— start of Extracted data —

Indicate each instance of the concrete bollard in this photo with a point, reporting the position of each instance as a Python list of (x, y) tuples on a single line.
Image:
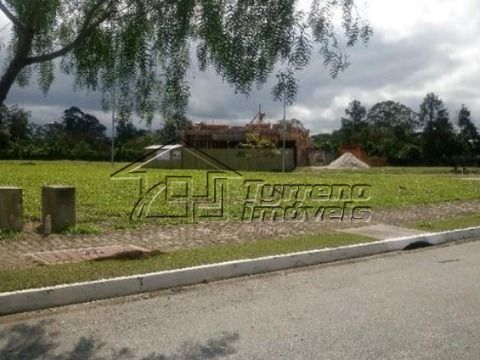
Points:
[(11, 208), (58, 207)]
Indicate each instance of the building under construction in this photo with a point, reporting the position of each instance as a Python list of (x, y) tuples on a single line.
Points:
[(297, 138)]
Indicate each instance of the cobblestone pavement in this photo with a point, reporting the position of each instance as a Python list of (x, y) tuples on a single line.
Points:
[(174, 237)]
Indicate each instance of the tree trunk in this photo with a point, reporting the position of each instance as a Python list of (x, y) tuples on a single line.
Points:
[(9, 78), (22, 51)]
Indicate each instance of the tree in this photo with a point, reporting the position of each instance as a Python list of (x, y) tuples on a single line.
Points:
[(15, 131), (137, 52), (469, 137), (439, 141), (392, 132)]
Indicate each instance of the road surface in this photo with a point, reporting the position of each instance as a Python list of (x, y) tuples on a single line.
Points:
[(423, 304)]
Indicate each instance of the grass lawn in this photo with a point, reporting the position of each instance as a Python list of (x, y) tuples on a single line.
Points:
[(104, 204), (41, 276)]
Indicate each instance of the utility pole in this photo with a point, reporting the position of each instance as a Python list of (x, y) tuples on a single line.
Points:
[(284, 155)]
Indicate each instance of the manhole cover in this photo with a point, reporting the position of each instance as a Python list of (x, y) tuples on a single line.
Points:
[(86, 254)]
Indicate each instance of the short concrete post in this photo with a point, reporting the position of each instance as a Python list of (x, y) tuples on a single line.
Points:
[(11, 208), (58, 207)]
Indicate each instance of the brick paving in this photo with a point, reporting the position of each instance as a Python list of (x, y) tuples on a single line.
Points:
[(173, 237)]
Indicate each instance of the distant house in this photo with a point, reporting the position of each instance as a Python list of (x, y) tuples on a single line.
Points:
[(229, 145)]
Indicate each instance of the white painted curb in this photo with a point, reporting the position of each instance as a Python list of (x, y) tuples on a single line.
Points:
[(36, 299)]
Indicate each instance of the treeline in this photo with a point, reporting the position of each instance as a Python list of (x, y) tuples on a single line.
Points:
[(429, 136), (77, 136)]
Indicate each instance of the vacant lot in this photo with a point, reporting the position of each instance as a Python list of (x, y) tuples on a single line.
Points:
[(106, 204)]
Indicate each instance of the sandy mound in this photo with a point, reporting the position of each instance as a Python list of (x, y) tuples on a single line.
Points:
[(348, 161)]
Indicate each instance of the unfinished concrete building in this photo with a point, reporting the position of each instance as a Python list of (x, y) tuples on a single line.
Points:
[(297, 138)]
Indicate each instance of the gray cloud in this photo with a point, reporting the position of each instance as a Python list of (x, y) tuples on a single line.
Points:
[(403, 64)]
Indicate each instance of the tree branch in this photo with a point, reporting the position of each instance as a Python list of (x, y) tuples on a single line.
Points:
[(85, 32), (11, 16)]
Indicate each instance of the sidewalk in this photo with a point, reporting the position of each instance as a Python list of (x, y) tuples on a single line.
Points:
[(175, 237)]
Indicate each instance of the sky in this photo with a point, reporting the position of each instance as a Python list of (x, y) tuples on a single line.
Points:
[(419, 46)]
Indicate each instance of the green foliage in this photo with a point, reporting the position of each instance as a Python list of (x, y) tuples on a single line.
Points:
[(137, 52), (469, 137), (396, 132), (439, 141)]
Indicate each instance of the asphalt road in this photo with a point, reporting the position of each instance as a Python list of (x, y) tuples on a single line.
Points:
[(417, 305)]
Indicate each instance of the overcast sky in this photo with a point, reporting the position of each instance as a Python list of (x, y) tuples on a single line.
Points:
[(419, 46)]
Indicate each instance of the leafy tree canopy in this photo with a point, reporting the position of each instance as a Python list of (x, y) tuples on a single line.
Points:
[(139, 51)]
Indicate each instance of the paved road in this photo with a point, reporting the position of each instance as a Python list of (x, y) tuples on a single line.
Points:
[(417, 305)]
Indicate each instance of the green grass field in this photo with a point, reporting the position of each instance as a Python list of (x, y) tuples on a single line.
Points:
[(105, 204)]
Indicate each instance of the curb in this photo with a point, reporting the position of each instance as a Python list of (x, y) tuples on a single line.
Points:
[(37, 299)]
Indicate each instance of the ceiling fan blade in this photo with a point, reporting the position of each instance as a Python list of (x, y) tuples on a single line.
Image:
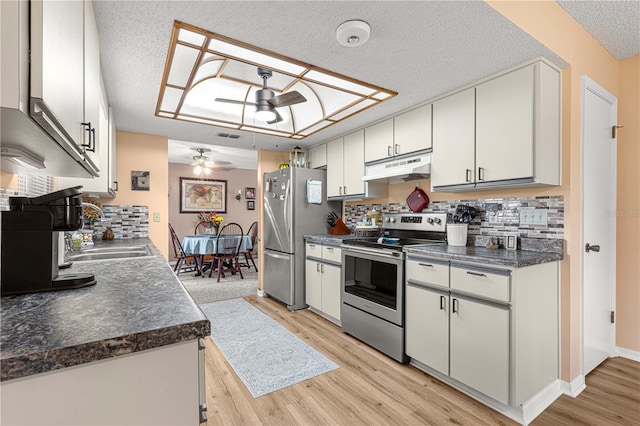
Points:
[(233, 101), (286, 99), (278, 118)]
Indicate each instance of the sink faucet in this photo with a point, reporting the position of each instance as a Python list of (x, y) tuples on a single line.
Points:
[(96, 208)]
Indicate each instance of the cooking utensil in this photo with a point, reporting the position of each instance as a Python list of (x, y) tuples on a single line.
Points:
[(417, 200)]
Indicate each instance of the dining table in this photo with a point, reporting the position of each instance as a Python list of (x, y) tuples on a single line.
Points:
[(201, 245)]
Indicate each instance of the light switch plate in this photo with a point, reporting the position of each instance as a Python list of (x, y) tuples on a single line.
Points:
[(533, 216)]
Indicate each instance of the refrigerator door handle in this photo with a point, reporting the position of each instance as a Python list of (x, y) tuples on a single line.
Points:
[(277, 256)]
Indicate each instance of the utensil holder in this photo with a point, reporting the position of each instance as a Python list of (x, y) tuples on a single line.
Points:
[(457, 234), (339, 229)]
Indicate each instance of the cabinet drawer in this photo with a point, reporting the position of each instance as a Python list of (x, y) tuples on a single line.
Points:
[(332, 254), (491, 283), (427, 271), (314, 250)]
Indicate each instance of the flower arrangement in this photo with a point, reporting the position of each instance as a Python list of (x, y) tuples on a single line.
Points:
[(212, 218)]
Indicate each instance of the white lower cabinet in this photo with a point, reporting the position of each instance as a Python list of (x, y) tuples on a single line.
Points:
[(322, 279), (163, 385), (427, 327), (489, 331), (479, 351)]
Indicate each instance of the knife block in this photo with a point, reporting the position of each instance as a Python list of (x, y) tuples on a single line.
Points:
[(339, 229)]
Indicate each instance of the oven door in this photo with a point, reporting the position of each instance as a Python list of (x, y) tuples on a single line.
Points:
[(372, 281)]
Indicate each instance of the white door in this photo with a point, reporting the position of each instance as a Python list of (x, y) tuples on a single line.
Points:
[(598, 221)]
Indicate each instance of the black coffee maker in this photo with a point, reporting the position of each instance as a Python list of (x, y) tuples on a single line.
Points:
[(30, 232)]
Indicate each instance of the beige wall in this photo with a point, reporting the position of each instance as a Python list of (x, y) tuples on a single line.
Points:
[(140, 152), (237, 179), (628, 208), (551, 25), (268, 161)]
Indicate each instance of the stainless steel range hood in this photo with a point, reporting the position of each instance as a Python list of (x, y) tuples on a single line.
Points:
[(399, 169)]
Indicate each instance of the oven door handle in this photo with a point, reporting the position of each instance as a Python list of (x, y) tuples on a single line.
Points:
[(365, 250)]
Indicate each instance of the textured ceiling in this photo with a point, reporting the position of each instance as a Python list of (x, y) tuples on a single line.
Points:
[(420, 49), (615, 24)]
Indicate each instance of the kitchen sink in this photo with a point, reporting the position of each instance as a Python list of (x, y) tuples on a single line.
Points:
[(103, 253)]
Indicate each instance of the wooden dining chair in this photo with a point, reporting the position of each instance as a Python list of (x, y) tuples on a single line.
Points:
[(228, 243), (184, 262), (248, 257)]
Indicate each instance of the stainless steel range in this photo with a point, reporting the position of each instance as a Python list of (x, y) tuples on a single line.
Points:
[(373, 279)]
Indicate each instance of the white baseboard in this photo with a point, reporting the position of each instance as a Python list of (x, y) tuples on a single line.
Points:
[(535, 405), (523, 414), (628, 353), (574, 387)]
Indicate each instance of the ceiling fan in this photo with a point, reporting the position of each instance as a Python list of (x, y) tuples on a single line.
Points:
[(266, 103)]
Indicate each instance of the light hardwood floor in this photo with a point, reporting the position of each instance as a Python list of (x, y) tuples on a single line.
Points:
[(372, 389)]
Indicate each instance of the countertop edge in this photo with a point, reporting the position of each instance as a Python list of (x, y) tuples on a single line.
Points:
[(56, 359), (48, 360)]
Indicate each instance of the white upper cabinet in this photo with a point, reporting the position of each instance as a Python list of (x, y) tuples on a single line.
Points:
[(378, 141), (504, 127), (317, 157), (57, 62), (335, 169), (406, 133), (453, 159), (354, 163), (412, 130), (92, 85), (513, 121)]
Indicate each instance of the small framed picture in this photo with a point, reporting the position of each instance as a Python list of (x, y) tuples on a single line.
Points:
[(140, 181), (250, 193)]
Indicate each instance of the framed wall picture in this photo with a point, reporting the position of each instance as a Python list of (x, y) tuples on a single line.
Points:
[(202, 195), (140, 181), (250, 193)]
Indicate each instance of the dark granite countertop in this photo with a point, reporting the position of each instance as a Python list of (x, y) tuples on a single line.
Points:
[(137, 304), (328, 238), (503, 257)]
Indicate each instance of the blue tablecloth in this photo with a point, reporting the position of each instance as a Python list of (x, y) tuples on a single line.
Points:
[(206, 244)]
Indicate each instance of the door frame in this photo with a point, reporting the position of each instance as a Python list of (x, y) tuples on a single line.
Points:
[(588, 84)]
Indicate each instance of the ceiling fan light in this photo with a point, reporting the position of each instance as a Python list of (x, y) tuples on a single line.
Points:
[(265, 115)]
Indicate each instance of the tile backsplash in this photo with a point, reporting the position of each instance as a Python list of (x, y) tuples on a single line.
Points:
[(496, 217), (125, 221)]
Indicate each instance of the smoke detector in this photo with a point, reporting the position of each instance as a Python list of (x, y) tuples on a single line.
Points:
[(353, 33)]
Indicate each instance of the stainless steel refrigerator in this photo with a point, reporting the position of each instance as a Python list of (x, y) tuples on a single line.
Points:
[(294, 205)]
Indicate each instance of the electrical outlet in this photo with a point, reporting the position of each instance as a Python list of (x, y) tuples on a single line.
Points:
[(533, 216)]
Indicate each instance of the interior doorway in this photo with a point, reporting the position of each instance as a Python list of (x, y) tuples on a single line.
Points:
[(599, 114)]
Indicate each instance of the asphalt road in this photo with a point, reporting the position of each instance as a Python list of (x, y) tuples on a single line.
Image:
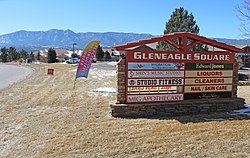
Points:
[(10, 74)]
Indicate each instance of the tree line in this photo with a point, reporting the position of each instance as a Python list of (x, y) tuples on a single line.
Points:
[(11, 54)]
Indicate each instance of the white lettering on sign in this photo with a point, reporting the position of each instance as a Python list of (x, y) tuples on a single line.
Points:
[(148, 90), (181, 56), (208, 88), (155, 82), (160, 56), (209, 73), (211, 57), (155, 74), (154, 98), (199, 81), (155, 66)]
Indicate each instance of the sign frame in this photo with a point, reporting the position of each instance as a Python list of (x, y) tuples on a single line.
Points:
[(147, 56)]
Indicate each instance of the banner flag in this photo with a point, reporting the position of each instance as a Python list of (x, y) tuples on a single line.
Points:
[(86, 59)]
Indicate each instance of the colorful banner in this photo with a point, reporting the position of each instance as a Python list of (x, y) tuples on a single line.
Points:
[(155, 66), (191, 57), (155, 74), (86, 59)]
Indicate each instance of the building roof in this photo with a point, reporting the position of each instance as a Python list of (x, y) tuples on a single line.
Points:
[(189, 40)]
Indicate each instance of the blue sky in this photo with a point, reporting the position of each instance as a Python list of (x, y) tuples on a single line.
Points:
[(215, 18)]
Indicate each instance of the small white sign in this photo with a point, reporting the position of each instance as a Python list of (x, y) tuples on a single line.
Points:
[(155, 82), (155, 74)]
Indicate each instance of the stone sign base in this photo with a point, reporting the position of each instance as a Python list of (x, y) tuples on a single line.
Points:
[(175, 108)]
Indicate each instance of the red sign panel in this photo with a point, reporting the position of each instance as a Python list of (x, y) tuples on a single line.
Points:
[(191, 75), (193, 57)]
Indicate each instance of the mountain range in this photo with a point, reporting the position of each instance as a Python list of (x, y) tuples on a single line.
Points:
[(34, 40)]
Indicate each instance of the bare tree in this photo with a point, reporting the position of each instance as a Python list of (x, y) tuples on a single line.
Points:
[(244, 16)]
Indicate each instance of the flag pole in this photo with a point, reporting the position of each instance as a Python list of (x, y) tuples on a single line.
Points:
[(74, 83)]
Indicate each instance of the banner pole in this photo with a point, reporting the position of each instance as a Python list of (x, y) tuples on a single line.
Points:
[(74, 83)]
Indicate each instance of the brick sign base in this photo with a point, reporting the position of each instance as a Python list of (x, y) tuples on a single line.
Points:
[(176, 108)]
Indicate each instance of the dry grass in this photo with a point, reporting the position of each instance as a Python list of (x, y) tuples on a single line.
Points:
[(45, 117)]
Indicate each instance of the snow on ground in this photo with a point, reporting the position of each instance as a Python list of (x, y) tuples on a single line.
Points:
[(245, 111)]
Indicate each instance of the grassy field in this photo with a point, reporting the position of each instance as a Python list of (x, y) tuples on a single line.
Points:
[(44, 116)]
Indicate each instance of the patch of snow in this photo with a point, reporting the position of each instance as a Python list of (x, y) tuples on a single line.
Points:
[(245, 111), (214, 119)]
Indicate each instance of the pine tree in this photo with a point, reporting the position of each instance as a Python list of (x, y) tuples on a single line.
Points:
[(181, 21), (38, 55), (51, 55), (99, 53), (4, 54)]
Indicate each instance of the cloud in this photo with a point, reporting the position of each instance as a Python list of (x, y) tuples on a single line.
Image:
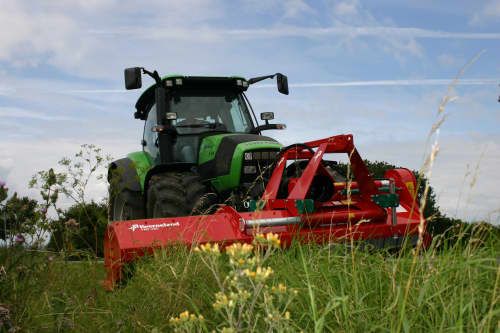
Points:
[(487, 13), (359, 31), (14, 112), (373, 83)]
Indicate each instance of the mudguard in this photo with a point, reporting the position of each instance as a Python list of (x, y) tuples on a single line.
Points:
[(122, 175)]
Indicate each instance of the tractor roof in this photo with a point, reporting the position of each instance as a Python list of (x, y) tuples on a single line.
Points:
[(234, 83)]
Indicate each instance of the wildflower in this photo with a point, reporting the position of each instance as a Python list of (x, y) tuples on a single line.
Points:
[(269, 239), (281, 289), (19, 239), (222, 301), (71, 223), (185, 317), (238, 250), (208, 248)]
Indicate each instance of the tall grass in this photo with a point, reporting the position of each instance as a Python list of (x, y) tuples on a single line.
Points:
[(455, 288)]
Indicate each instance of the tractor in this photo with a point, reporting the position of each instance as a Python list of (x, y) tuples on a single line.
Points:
[(202, 145), (206, 174)]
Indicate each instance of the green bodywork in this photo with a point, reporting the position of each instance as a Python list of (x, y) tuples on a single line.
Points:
[(208, 150)]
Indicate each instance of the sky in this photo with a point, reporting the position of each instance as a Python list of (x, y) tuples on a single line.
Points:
[(376, 69)]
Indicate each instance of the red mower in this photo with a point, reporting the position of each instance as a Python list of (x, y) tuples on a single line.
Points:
[(202, 146)]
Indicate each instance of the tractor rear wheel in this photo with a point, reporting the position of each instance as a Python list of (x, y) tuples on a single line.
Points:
[(173, 194), (125, 205)]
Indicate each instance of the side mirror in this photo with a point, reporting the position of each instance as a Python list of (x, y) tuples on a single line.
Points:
[(282, 82), (267, 116), (133, 78)]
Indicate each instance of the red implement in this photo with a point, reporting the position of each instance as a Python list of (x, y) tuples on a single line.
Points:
[(383, 212)]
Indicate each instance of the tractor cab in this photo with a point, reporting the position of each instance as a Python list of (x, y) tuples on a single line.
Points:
[(195, 108), (201, 140)]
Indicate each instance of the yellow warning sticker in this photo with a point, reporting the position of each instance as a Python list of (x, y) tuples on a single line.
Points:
[(411, 188)]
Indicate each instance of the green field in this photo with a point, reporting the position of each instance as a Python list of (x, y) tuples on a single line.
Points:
[(338, 288)]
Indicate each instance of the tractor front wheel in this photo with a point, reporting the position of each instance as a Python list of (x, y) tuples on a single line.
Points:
[(174, 194)]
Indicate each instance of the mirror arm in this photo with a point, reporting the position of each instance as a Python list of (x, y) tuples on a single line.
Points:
[(154, 75), (260, 78)]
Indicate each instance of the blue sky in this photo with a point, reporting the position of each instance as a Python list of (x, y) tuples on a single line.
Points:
[(377, 69)]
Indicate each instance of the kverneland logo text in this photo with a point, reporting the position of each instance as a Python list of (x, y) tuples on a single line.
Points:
[(150, 227)]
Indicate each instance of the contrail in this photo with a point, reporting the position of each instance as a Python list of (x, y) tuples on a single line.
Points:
[(374, 83), (294, 31)]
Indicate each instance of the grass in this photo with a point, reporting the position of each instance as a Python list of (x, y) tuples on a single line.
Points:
[(455, 288)]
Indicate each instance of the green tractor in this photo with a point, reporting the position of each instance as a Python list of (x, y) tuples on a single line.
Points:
[(202, 146)]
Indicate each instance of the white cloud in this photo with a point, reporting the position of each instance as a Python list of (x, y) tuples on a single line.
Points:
[(490, 12), (373, 83), (14, 112)]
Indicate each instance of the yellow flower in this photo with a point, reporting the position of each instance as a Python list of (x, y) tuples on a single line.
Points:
[(268, 239), (208, 248), (238, 251), (281, 288)]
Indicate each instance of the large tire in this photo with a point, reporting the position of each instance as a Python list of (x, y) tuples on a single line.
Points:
[(174, 194), (125, 205)]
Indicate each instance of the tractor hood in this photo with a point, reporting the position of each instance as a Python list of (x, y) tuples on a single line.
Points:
[(221, 156)]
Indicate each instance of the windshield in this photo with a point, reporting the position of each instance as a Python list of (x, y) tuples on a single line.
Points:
[(215, 112)]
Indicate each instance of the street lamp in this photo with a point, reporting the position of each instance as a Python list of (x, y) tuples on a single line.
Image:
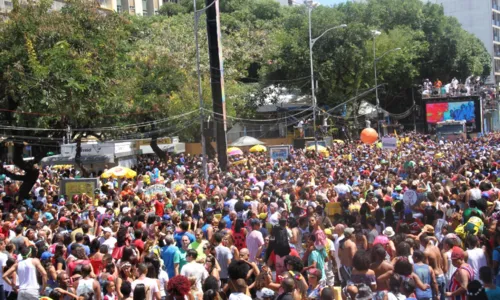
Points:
[(310, 5), (376, 33), (197, 14)]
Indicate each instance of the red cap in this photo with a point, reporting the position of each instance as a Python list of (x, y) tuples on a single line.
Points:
[(315, 272), (457, 253)]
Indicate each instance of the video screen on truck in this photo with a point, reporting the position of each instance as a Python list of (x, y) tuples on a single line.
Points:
[(443, 111)]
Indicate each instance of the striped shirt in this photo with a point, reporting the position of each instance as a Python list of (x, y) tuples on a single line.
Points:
[(455, 285)]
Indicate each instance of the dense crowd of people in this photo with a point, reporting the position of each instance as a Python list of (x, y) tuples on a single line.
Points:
[(360, 222)]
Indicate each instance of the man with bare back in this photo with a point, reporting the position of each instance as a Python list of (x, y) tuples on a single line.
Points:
[(380, 266), (347, 249), (435, 260)]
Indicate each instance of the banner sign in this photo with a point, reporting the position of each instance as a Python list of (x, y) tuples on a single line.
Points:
[(71, 187), (389, 143), (155, 189), (279, 152)]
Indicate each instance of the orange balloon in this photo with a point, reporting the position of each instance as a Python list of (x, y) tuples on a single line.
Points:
[(369, 136)]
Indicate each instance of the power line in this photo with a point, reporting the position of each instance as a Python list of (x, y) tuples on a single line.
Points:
[(261, 120), (110, 128)]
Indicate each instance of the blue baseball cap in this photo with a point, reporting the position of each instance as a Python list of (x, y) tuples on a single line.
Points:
[(46, 255)]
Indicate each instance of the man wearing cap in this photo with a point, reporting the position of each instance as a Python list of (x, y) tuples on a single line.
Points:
[(434, 257), (275, 215), (108, 239), (254, 239), (347, 249), (457, 288)]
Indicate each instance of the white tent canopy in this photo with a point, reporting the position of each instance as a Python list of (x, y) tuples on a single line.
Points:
[(246, 141)]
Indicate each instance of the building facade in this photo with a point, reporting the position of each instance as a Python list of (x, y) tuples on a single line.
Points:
[(134, 7), (481, 18)]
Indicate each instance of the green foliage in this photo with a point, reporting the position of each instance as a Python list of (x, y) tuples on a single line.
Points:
[(86, 68), (170, 9)]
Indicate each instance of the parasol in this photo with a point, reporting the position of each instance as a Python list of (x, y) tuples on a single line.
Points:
[(119, 172), (258, 148), (232, 151)]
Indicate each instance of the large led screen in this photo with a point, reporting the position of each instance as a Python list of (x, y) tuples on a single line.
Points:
[(443, 111)]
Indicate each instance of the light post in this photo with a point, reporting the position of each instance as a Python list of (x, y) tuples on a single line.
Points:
[(310, 5), (375, 60), (197, 14)]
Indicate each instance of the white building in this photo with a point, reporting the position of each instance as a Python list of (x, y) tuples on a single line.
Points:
[(481, 18), (134, 7)]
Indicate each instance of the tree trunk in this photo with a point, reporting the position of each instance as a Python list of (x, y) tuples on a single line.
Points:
[(78, 158), (154, 145), (30, 173)]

— end of Extracted data —

» The request
Reproduce the lines of the data above without any change, from the line with "Indicate each instance of the green bodywork" up to and including the line with "[(173, 194), (125, 205)]".

» Solution
Indicate each instance of the green bodywork in this photo with a point, reporting the position of each instance as a Python list of (x, y) tuples on a single line.
Points:
[(208, 150)]
Indicate each instance of the sky in this photo with a point, reporting the position of each instance as a Python list of (x, y) tuples on a single line.
Points:
[(376, 69)]
Indicate each instance of the red mower in this photo with a point, reporting the position of each instance as a Python list of (x, y) tuples on a single line.
Points:
[(202, 146)]
Indicate each instance of the tractor rear wheel in this photo with a point, reporting the position of each instance as a Python list of (x, y) tuples on a single line.
Points:
[(173, 194), (125, 205)]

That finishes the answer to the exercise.